Convert the lines below into a numbered list, starting with the first line and ending after the line that contains "pixel 171 192", with both ends included. Leave out any blank lines.

☆ ☆ ☆ ☆ ☆ ☆ ☆

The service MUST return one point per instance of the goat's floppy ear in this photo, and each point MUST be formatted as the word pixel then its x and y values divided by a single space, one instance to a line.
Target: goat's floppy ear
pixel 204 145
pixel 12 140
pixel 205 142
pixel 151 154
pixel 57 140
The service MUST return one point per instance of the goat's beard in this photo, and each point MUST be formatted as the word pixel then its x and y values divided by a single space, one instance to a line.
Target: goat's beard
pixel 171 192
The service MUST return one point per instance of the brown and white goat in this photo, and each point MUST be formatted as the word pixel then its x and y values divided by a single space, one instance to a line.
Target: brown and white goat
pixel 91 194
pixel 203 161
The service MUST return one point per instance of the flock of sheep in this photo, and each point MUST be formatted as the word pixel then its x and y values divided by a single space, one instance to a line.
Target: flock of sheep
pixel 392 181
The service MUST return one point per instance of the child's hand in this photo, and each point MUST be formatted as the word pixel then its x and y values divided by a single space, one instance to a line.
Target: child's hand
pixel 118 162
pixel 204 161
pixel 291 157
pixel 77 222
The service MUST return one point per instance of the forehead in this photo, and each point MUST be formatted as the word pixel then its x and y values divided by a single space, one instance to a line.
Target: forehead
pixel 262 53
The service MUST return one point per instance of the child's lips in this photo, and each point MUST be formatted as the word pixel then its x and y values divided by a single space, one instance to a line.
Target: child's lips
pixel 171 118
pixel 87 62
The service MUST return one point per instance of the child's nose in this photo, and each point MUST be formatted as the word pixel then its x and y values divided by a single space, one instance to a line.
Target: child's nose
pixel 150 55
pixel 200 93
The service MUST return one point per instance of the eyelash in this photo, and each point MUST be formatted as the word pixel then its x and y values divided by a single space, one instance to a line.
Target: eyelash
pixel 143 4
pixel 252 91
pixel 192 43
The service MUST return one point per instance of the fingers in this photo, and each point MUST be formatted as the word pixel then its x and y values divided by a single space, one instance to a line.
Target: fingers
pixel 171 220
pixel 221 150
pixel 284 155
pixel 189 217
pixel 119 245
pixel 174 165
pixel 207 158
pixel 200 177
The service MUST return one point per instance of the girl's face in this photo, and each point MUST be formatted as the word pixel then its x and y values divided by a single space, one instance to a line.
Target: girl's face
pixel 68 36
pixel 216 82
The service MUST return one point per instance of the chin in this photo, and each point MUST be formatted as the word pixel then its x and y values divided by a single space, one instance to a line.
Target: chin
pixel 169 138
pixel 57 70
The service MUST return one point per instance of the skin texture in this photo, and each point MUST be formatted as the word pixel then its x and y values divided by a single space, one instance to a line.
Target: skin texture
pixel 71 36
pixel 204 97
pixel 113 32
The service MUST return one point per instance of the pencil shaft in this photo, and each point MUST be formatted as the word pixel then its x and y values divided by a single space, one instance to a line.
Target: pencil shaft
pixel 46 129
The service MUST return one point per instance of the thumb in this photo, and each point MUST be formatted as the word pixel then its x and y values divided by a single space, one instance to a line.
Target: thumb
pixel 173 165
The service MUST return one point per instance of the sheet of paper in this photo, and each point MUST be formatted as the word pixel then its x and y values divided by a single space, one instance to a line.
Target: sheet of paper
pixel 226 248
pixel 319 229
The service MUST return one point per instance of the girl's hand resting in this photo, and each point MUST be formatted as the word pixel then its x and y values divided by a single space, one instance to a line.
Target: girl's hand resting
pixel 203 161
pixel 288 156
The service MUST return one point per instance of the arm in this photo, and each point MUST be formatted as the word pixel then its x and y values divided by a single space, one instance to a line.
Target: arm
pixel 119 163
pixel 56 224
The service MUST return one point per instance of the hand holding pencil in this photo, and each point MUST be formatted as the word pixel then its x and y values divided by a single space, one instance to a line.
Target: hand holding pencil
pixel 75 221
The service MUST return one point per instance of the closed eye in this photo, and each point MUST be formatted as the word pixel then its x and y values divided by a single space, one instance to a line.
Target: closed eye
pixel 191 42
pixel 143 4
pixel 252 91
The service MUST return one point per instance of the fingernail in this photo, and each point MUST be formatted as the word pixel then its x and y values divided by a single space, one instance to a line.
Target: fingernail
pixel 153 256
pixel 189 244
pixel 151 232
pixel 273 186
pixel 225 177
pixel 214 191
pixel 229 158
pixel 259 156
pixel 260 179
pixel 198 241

☆ ☆ ☆ ☆ ☆ ☆ ☆

* _Written response_:
1. The service MUST return one point per instance of the goat's floppy ear in this photo, and each point MUST be formatted as the word pixel then its x and y values divided by a single space, one instance to a line.
2. Target: goat's floppy ear
3. pixel 204 145
4. pixel 12 140
5. pixel 205 142
6. pixel 151 154
7. pixel 57 140
8. The service MUST return one point per instance of the goat's beard in this photo, and each point MUST be formatted as the word pixel then its x and y values divided by a single space, one instance to a line.
9. Target: goat's beard
10. pixel 171 192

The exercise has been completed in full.